## Complete the following
1 - Transcribe the passage on hunger in Bangladesh, starting at "- Out of the" and ending at "the rural poor.".
2 - According to the passage on hunger in Bangladesh, what percentage of women in the country are underweight?

## Passage shown

Bangladesh is one of the world’s most densely populated countries; as home to over 160 million people in an area the size of Illinois. Since the country first garnered international attention, it has made great progress in human development, namely in the areas of literacy and life expectancy. But economic inequality has increased and approximately 32 percent, i.e. 50 million people still live in extreme poverty.
Compounded by inadequate arable land and recurrent natural disasters, Bangladesh has struggled immensely with food insecurity. Despite tripling its rice production, decreasing infant mortality rates, and programs combating malnutrition, 60 million people are still hungry even today.
List of Top 10 Facts About Hunger in Bangladesh
- Bangladesh has the highest rate of underweight children in South Asia. One in two children below 5 years are chronically undernourished or stunted, and 14 percent suffer from acute undernutrition or wasting. WHO estimates that two in three deaths under the age of five are caused by undernutrition.
- Out of the 50 million people who lack food security in Bangladesh, less than half have access to food safety net programs. Food programs have a successful impact, however, poor coverage, targeting and administration have impacted effectiveness.
- Food insecurity and malnutrition among the vulnerable populations are high. These are further impacted by seasonality and the price of available foods. The two lean seasons in Bangladesh worsen food insecurity, reduce food availability as well as employment opportunities particularly for the rural poor.
- Food insecurity in Bangladesh stems from extreme poverty due to underemployment and unemployment, inadequate land access for cultivation, social exclusion and natural disasters. In these vulnerable, poor populations, women and children are most affected by malnutrition and undernutrition.
- Approximately 24 percent of women are underweight and 13 percent are short in stature, significantly increasing the likelihood that their children will be stunted.
- About 25 percent of children’s diets meet dietary variety standards where a minimum of four out of seven food groups are consumed on a daily basis.

## Data excerpts
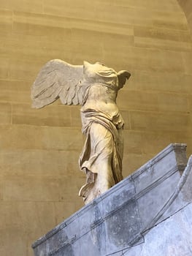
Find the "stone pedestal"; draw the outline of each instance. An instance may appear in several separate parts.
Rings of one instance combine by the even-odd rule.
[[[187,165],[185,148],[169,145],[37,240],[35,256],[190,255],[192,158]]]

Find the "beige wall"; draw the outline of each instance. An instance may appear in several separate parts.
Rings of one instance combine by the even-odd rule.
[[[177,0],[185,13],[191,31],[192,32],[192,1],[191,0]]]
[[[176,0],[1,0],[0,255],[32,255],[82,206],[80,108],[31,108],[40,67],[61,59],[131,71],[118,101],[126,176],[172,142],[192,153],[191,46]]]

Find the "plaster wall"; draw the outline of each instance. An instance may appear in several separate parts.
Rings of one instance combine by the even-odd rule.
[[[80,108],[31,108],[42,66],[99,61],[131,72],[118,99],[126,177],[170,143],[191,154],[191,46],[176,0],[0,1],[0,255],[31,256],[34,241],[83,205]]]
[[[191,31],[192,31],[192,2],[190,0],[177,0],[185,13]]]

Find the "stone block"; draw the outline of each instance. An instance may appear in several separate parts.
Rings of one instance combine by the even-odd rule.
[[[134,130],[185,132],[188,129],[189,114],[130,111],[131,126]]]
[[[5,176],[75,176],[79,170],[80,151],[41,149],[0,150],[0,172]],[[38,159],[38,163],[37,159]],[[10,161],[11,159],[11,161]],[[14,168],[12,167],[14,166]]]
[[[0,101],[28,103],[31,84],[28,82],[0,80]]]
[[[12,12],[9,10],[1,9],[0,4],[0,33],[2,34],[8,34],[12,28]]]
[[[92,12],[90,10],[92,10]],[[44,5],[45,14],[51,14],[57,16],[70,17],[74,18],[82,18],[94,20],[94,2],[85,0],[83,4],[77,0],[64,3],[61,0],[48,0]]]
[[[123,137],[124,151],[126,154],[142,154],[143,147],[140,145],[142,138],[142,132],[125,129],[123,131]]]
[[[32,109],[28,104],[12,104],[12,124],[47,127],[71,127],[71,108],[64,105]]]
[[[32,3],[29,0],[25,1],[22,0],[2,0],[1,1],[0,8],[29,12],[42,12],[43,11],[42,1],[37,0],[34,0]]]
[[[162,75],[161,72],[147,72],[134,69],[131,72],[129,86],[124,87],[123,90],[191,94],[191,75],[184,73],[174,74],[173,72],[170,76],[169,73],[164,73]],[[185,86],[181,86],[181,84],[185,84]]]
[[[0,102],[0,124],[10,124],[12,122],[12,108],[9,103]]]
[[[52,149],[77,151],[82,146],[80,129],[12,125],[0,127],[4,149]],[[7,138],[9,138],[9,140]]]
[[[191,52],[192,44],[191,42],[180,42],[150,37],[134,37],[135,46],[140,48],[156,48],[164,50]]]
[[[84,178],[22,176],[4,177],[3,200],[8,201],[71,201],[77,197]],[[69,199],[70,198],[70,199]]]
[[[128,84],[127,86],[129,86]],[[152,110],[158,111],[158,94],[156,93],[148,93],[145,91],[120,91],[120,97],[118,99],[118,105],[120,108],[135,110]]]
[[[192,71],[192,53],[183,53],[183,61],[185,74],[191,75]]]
...
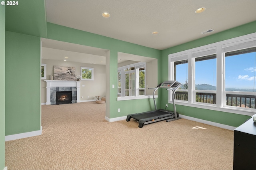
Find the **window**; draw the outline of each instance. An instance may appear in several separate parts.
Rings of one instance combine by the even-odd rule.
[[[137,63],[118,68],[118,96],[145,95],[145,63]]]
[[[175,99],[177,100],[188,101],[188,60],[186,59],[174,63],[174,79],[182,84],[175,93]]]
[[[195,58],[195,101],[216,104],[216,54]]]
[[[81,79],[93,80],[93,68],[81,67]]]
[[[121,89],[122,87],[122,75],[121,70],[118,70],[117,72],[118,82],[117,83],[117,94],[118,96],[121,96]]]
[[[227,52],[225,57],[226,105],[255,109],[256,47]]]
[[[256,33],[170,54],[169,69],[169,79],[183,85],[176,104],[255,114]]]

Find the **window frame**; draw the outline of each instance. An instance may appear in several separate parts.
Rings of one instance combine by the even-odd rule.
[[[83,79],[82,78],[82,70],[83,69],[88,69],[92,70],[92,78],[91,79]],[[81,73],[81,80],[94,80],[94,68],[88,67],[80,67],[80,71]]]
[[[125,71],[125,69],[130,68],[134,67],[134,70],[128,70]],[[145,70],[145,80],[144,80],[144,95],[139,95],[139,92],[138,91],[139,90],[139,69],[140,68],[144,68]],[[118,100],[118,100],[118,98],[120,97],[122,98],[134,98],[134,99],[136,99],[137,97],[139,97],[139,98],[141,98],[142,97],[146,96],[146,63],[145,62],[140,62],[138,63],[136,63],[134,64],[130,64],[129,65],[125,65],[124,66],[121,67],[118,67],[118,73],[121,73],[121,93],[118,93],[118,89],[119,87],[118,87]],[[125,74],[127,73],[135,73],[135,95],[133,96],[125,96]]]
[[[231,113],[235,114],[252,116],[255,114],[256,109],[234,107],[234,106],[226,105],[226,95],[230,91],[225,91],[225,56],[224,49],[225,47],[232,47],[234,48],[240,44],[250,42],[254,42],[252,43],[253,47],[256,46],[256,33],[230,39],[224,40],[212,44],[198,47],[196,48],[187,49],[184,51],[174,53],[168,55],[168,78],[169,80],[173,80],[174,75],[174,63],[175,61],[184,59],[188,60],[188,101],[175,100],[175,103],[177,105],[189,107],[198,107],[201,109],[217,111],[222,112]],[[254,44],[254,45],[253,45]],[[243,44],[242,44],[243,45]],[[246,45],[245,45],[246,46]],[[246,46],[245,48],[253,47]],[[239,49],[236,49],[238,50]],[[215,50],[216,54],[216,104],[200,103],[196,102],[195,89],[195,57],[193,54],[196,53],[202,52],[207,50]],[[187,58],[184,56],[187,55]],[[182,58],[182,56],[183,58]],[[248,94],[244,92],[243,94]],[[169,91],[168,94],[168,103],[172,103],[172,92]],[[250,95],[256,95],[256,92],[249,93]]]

## Set of answers
1 -
- Out of the 50 million people who lack food security in Bangladesh, less than half have access to food safety net programs. Food programs have a successful impact, however, poor coverage, targeting and administration have impacted effectiveness.
- Food insecurity and malnutrition among the vulnerable populations are high. These are further impacted by seasonality and the price of available foods. The two lean seasons in Bangladesh worsen food insecurity, reduce food availability as well as employment opportunities particularly for the rural poor.

2 - Approximately 24 percent.